> [WHAT THIS TASK INVOLVES]: How many lines in the listing below contain the word "orange"? Reply with the number alone.

> [RAW RECORDS]:

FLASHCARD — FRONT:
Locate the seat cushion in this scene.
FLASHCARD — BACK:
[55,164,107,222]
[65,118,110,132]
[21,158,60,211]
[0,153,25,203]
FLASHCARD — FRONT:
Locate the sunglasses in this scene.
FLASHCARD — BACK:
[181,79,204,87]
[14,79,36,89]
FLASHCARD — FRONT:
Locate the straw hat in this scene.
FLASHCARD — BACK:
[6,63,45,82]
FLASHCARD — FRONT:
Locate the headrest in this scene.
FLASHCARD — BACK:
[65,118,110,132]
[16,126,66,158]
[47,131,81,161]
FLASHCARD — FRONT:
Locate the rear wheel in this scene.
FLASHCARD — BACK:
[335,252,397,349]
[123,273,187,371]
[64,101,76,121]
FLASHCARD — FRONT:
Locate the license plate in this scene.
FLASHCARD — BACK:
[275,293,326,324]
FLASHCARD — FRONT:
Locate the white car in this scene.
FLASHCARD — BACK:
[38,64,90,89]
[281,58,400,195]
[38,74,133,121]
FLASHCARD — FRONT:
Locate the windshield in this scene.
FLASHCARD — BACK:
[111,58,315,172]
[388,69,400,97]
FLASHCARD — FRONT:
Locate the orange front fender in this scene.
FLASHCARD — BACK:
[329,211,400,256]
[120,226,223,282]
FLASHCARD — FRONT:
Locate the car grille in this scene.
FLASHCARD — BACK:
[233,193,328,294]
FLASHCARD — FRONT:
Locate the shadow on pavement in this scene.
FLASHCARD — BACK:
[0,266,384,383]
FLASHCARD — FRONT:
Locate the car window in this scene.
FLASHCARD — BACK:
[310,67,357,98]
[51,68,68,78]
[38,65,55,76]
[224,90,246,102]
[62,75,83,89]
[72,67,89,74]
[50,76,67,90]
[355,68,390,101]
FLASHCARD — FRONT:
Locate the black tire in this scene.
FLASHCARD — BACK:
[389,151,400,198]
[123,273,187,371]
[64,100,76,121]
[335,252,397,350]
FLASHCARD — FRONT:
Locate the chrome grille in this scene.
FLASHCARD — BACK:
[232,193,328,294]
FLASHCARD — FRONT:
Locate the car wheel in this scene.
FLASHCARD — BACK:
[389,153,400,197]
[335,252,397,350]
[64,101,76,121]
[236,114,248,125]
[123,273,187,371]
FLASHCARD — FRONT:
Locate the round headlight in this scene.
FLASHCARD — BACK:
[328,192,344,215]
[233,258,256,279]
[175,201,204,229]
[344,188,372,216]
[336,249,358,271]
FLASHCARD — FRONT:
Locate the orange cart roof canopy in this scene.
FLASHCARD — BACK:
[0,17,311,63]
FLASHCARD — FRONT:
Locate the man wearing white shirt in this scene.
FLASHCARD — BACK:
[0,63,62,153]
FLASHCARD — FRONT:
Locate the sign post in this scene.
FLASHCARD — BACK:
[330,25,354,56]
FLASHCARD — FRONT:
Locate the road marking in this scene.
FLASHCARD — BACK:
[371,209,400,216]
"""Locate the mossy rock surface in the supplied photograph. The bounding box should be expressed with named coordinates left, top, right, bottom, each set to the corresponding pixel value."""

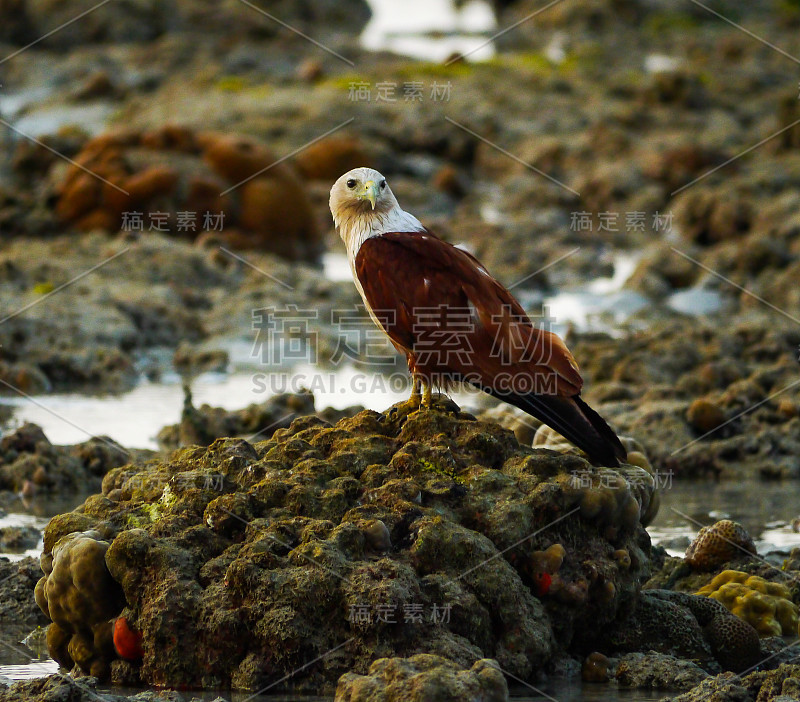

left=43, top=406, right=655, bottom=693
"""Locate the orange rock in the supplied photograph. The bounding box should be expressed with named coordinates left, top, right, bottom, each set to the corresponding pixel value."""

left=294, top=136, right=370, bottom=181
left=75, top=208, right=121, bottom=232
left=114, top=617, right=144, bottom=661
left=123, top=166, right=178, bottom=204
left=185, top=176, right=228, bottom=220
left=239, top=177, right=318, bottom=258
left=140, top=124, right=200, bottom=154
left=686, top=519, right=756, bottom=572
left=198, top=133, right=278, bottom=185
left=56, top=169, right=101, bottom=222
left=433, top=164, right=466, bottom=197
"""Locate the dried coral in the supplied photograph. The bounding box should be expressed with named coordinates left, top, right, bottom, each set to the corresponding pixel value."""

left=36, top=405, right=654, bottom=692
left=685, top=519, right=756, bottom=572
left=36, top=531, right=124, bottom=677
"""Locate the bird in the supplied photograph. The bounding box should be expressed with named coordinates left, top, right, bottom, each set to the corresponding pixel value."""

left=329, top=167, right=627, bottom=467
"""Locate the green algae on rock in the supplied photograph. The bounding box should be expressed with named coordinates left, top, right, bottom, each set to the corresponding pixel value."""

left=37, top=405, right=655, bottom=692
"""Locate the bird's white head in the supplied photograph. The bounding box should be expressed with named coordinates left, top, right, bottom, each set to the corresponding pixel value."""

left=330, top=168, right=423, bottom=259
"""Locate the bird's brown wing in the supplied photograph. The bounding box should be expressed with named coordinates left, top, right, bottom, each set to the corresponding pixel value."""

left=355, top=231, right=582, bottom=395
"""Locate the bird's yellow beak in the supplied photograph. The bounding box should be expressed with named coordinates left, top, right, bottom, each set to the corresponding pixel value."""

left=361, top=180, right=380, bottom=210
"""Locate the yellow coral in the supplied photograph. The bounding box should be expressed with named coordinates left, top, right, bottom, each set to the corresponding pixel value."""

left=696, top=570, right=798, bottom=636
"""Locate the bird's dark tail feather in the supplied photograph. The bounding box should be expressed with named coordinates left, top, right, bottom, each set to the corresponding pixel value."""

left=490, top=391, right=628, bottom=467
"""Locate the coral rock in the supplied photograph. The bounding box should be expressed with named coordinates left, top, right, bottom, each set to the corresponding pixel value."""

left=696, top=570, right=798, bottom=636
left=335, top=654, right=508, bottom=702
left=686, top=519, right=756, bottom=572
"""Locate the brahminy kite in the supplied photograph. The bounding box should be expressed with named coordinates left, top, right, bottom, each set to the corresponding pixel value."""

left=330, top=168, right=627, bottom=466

==

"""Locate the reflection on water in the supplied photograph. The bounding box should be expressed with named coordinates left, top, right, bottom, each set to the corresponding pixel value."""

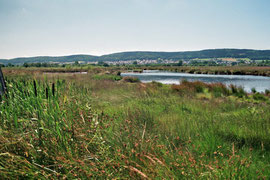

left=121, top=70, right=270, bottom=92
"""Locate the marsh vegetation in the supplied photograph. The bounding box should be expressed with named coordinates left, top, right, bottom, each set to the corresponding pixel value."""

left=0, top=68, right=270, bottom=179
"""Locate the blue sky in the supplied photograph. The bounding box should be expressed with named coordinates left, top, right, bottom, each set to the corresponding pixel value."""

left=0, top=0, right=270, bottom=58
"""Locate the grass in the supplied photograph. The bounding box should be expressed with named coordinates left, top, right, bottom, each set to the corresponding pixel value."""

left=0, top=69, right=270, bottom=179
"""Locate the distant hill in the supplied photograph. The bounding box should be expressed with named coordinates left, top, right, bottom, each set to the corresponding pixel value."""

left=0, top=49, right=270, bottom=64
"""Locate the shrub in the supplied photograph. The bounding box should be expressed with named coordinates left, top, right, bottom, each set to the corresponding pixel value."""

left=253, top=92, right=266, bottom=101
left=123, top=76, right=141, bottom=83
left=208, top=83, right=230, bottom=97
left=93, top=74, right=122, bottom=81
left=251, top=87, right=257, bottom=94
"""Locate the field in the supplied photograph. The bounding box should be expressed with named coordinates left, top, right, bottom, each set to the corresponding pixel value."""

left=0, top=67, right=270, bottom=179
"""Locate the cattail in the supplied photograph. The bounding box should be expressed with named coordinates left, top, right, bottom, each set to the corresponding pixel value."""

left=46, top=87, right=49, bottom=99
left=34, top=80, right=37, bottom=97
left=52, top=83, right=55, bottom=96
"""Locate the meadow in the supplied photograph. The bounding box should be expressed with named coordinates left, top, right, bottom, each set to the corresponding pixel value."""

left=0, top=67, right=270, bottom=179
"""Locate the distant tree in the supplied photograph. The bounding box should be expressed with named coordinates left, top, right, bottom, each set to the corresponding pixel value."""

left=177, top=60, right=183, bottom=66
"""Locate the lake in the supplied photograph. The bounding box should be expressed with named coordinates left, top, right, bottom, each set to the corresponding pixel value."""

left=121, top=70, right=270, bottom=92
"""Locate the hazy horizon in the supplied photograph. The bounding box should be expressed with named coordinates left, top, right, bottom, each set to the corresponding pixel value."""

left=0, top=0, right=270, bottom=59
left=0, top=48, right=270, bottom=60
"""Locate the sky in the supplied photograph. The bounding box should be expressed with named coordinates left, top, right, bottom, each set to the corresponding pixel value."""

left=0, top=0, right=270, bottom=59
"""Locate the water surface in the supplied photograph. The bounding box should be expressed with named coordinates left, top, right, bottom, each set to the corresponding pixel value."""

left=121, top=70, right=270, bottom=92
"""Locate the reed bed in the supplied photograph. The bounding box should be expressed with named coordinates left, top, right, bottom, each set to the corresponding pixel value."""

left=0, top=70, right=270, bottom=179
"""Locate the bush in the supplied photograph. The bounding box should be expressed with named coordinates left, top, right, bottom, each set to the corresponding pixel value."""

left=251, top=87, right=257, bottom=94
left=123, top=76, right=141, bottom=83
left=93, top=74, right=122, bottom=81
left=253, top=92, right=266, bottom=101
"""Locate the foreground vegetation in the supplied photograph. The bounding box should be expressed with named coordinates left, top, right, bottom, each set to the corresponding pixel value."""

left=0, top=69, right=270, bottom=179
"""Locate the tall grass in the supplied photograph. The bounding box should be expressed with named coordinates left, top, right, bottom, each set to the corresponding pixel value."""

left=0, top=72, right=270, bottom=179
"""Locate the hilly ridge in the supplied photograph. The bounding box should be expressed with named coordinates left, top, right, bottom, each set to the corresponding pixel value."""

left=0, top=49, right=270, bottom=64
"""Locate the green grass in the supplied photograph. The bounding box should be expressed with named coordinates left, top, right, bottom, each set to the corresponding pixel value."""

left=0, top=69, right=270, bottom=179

> [TASK OUTPUT]: 3